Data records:
____________________
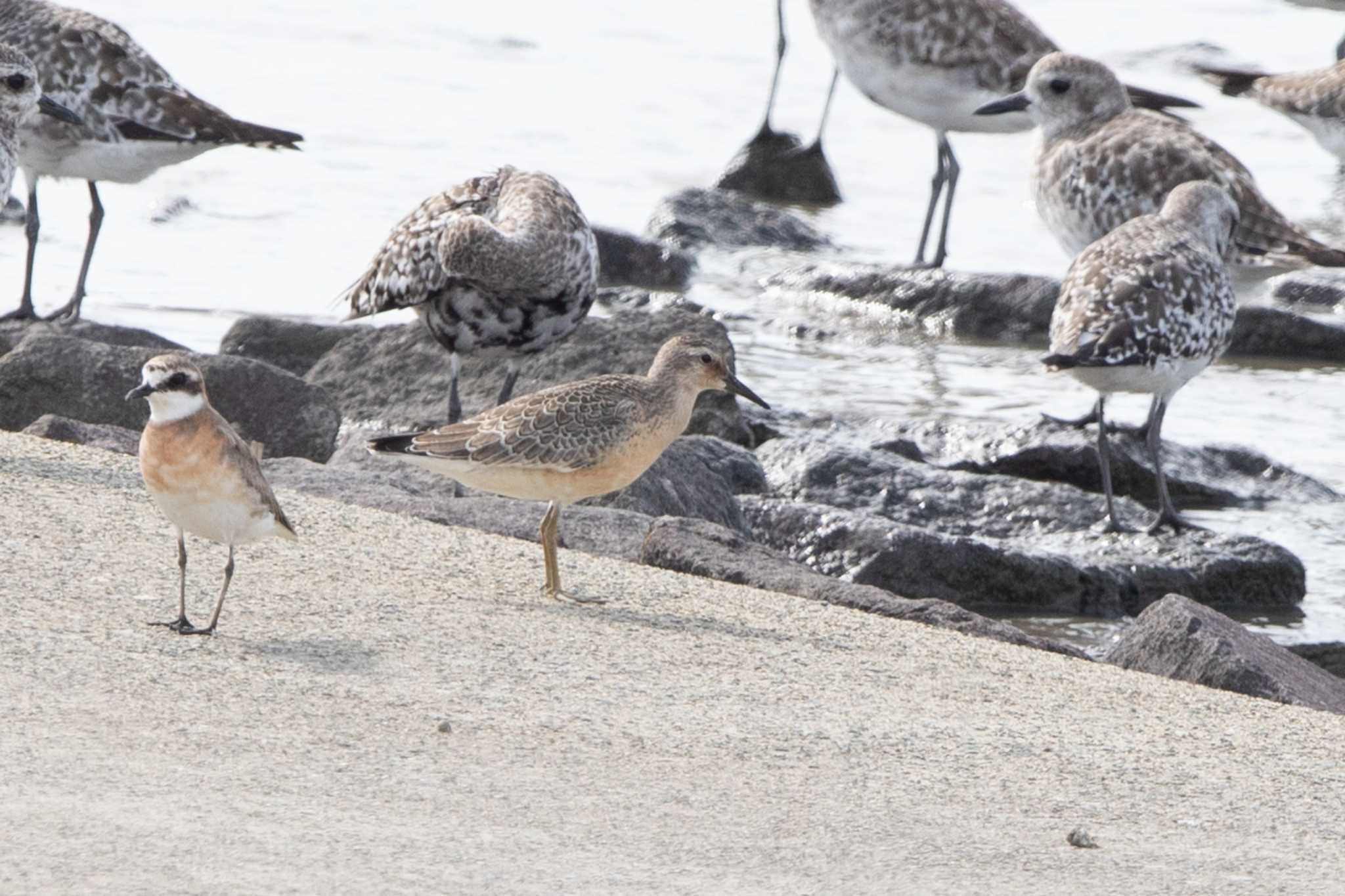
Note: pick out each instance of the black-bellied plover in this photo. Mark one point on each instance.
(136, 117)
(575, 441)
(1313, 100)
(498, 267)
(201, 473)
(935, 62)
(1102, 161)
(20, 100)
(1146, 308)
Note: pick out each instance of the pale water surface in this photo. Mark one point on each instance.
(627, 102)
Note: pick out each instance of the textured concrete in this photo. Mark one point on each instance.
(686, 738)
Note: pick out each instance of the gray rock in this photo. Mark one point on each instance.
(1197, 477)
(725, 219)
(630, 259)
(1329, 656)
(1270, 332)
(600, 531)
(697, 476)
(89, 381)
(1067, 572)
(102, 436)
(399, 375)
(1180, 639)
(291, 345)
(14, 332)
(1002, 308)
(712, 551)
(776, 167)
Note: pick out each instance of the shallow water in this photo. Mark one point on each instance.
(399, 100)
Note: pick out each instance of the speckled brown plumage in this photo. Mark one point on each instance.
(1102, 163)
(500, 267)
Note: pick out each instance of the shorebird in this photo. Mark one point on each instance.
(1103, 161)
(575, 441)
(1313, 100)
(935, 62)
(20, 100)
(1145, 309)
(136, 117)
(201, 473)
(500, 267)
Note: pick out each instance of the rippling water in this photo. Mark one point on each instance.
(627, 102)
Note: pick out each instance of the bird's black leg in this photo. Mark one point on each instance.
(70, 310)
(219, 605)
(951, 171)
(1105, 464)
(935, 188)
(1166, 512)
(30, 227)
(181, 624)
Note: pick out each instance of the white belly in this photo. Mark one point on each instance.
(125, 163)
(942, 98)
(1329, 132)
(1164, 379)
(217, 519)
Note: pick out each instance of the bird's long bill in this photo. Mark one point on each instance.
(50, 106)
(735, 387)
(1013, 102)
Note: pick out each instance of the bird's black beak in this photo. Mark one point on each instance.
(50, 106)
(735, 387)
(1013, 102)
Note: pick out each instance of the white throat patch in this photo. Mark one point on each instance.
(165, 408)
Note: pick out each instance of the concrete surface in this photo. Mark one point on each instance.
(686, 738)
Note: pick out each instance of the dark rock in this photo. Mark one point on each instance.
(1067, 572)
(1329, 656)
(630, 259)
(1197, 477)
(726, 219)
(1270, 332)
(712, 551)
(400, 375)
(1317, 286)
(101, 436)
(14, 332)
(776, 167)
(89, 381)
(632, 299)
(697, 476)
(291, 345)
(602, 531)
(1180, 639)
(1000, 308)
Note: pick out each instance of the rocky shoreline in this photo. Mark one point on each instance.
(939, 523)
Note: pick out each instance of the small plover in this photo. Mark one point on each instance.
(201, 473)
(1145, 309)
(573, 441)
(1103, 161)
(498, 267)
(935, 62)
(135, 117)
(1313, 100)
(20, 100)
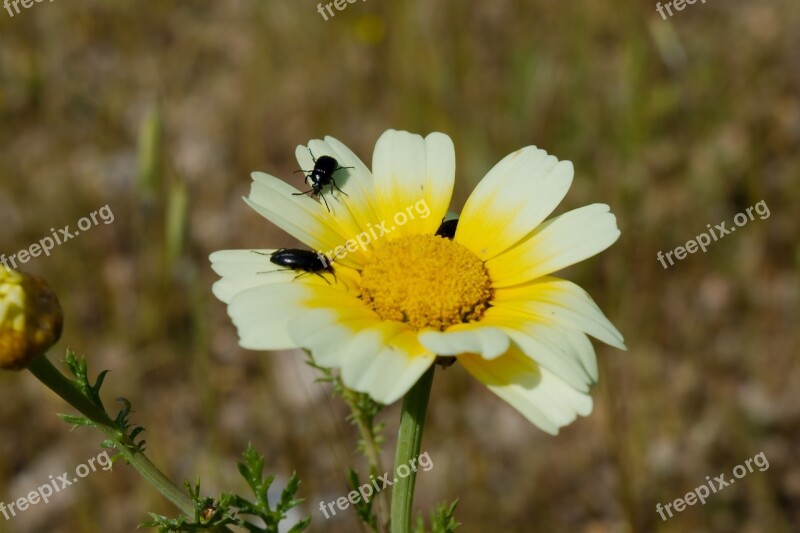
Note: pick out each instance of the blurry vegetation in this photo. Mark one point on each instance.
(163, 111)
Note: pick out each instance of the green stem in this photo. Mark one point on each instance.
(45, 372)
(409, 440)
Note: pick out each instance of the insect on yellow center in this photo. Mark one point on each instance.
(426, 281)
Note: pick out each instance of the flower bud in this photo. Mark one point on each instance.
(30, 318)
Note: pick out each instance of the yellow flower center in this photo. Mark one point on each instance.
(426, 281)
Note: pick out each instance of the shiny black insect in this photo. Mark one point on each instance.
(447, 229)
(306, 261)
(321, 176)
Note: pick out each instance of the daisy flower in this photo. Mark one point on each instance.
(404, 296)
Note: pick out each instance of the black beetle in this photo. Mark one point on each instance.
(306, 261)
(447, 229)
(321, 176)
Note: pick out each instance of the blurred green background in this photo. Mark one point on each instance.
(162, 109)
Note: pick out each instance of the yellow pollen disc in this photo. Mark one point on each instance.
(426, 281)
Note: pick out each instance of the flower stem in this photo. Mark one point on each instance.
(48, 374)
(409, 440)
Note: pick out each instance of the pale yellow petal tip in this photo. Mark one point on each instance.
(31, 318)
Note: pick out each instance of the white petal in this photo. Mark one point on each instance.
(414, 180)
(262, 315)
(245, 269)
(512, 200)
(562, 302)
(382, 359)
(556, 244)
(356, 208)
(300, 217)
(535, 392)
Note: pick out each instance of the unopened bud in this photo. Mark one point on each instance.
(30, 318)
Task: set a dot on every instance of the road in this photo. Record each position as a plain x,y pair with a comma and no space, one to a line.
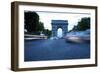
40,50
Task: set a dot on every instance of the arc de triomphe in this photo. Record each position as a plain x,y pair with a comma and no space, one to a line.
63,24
____________________
**WHAT THIS TASK INVOLVES**
Copy the data above word for word. Pictures stay out.

**WRITTEN RESPONSE**
Note: pick out each instance of the black-bellied plover in this photo. Mark one point on each instance.
(136, 117)
(575, 441)
(1313, 100)
(498, 267)
(201, 473)
(935, 62)
(1102, 161)
(20, 100)
(1146, 308)
Note: pick out each instance of the pale water surface in this photo. Mark one point on each instance.
(627, 102)
Note: pick out each instance of the textured concrete in this photo. Mark one point on each instance.
(686, 738)
Note: pick out each instance of the gray rock in this photo. Mark one point on each instance.
(1197, 477)
(725, 219)
(630, 259)
(1329, 656)
(1270, 332)
(600, 531)
(697, 476)
(89, 381)
(1067, 572)
(102, 436)
(399, 375)
(1180, 639)
(291, 345)
(14, 332)
(1002, 308)
(712, 551)
(776, 167)
Note: pick out each instance of the shallow water in this photo. Mark one point on each instance.
(399, 100)
Note: pick out each instance of the speckled brown plumage in this photo. Mark one point on each instance.
(1102, 163)
(500, 267)
Note: pick out each instance of the shorebird in this photo. Mark one point on each instance.
(1103, 161)
(575, 441)
(1313, 100)
(935, 62)
(20, 100)
(1145, 309)
(136, 117)
(201, 473)
(500, 267)
Note: pick out each instance of the rippling water in this photo. Mark one point on each instance.
(627, 102)
Note: pick out each instance of the bird's black leg in this photo. Mark one point on each instance.
(70, 310)
(219, 605)
(951, 171)
(1105, 464)
(935, 188)
(1166, 512)
(30, 227)
(181, 624)
Note: pick out each instance of the white belly in this photo. Mark one point on each instance.
(125, 163)
(942, 98)
(1329, 132)
(1164, 379)
(217, 519)
Note: pick out each instance of the bird's long bill in this photo. Mark one point on each instance.
(50, 106)
(735, 387)
(1013, 102)
Note: pick out each instance of the bird's black beak in this photo. Mark one point on each instance.
(50, 106)
(735, 387)
(1013, 102)
Note: pick out each instance of the white throat patch in this photo. Mark one point on each instance.
(165, 408)
Note: pick out each instance of the concrete surface in this photo. Mark one point on each instance.
(686, 738)
Note: pick out each instance of the dark rock in this photo. Mark one point on each instance.
(1067, 572)
(1329, 656)
(630, 259)
(1197, 477)
(726, 219)
(1270, 332)
(712, 551)
(400, 375)
(1317, 286)
(101, 436)
(14, 332)
(776, 167)
(89, 381)
(632, 299)
(697, 476)
(291, 345)
(602, 531)
(1180, 639)
(1000, 308)
Note: pick out each instance of the rocky shoreline in this photo. Mark one point on each instance.
(939, 523)
Note: pick out each instance of the small plover in this photo. Mark one point on each instance.
(201, 473)
(1145, 309)
(573, 441)
(1103, 161)
(498, 267)
(935, 62)
(135, 117)
(1313, 100)
(20, 100)
Note: pick out each instance of the blurry vegetation in this photo. Mark one point on each instance.
(163, 111)
Note: pick out each instance of the green stem in this photo. Mark one point on each instance.
(45, 372)
(409, 440)
Note: pick out each instance of the insect on yellow center in this photo. Mark one point on each instance.
(426, 281)
Note: pick out each instance of the flower bud in this photo. Mark one point on each instance.
(30, 318)
Note: pick out each instance of the yellow flower center in this photo. Mark one point on each instance.
(426, 281)
Note: pick out each instance of the shiny black insect in this photo. Mark one point on each instance.
(447, 229)
(306, 261)
(321, 176)
Note: pick out each instance of the daisy flower in this photo. Mark one point on each instance.
(404, 296)
Note: pick out each instance of the black beetle in this photo. Mark one point on each instance.
(306, 261)
(447, 229)
(321, 176)
Note: pick out each instance of the blurred green background in this photo. Mark one point on each instance.
(162, 109)
Note: pick out each instance of the yellow pollen disc in this photo. Mark one point on each instance.
(426, 281)
Note: pick out each instance of the flower stem in this photo. Mark one point on each instance.
(48, 374)
(409, 440)
Note: pick out each instance of the pale yellow petal tip in this photo. Mark one point on each instance.
(31, 318)
Note: pick out each instance of the white petal in this photo. Mark one point on each instance.
(414, 180)
(262, 315)
(245, 269)
(512, 200)
(562, 302)
(382, 359)
(556, 244)
(356, 208)
(300, 217)
(535, 392)
Note: pick out each instance of the unopened bud in this photo. Mark one point on each instance.
(30, 318)
Task: set a dot on every instance of the road in this photo. Record each position as a plain x,y pair with a comma and no space, one to a line.
40,50
Task: set a dot on every instance of the arc de triomphe in this photo. Record each position as a plain x,y pair with a comma and no space, one to a line.
63,24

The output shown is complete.